-- start of DATASET --
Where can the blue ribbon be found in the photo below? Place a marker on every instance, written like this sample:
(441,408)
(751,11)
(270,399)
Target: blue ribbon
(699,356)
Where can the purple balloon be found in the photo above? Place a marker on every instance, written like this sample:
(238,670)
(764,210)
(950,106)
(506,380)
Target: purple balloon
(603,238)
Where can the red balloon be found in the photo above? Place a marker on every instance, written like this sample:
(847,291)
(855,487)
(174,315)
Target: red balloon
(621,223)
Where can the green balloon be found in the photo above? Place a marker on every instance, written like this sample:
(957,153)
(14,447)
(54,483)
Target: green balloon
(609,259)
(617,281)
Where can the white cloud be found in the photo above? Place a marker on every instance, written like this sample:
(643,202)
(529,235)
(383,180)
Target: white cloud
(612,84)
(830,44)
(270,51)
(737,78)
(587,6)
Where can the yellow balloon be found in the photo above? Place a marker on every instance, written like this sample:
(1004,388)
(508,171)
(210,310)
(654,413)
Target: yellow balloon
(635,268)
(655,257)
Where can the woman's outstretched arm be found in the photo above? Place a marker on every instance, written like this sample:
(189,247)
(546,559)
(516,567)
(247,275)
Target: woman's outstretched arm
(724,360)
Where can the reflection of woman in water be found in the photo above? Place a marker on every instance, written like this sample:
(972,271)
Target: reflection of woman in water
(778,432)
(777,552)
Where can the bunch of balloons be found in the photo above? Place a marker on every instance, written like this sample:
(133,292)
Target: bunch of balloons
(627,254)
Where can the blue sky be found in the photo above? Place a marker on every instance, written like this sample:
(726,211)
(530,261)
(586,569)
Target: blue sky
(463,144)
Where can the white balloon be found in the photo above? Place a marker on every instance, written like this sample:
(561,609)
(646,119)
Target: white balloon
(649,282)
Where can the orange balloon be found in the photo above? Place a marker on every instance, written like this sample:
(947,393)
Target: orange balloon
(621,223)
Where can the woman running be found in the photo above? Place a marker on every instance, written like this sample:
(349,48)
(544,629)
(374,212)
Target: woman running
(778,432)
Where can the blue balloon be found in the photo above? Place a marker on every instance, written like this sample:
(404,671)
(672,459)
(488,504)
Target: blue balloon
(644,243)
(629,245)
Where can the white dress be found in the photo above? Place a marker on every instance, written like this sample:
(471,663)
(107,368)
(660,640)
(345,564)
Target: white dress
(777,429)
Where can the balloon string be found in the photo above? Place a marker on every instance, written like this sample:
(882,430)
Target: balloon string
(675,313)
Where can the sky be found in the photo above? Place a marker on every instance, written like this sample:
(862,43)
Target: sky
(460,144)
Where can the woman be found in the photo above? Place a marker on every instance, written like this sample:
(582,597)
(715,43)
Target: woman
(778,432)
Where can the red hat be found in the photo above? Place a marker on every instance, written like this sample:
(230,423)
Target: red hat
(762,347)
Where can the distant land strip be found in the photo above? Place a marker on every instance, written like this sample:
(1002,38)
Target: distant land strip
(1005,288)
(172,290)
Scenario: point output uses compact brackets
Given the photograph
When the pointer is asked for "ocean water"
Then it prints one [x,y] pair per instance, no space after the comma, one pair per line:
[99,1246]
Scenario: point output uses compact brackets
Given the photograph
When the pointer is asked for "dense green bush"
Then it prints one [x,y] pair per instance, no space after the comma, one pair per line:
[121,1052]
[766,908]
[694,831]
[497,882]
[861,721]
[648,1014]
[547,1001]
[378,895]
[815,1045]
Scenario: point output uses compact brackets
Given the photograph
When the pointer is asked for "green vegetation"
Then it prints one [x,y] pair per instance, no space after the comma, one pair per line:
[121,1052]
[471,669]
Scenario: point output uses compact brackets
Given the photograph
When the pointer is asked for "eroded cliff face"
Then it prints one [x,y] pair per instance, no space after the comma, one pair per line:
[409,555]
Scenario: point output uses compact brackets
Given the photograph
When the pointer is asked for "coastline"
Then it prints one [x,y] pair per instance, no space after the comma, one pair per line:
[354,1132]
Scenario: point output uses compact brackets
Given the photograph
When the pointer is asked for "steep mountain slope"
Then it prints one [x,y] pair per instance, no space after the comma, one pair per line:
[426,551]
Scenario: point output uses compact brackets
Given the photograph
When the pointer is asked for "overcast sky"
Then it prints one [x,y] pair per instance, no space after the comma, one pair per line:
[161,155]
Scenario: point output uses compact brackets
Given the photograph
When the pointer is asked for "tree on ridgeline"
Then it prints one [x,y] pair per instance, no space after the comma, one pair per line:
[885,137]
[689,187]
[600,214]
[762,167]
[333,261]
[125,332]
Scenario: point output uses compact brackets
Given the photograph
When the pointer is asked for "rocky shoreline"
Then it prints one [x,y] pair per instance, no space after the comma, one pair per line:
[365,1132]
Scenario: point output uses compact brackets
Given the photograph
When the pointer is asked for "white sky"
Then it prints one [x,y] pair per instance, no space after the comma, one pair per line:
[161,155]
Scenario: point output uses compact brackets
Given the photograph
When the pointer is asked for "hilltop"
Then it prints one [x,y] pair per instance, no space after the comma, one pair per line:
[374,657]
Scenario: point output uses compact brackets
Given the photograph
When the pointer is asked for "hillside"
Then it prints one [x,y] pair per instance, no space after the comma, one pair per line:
-- end of DATASET --
- STATED PROBLEM
How many lines of the data above contain the word "land"? Give only the number.

- ANSWER TO THE PROBLEM
2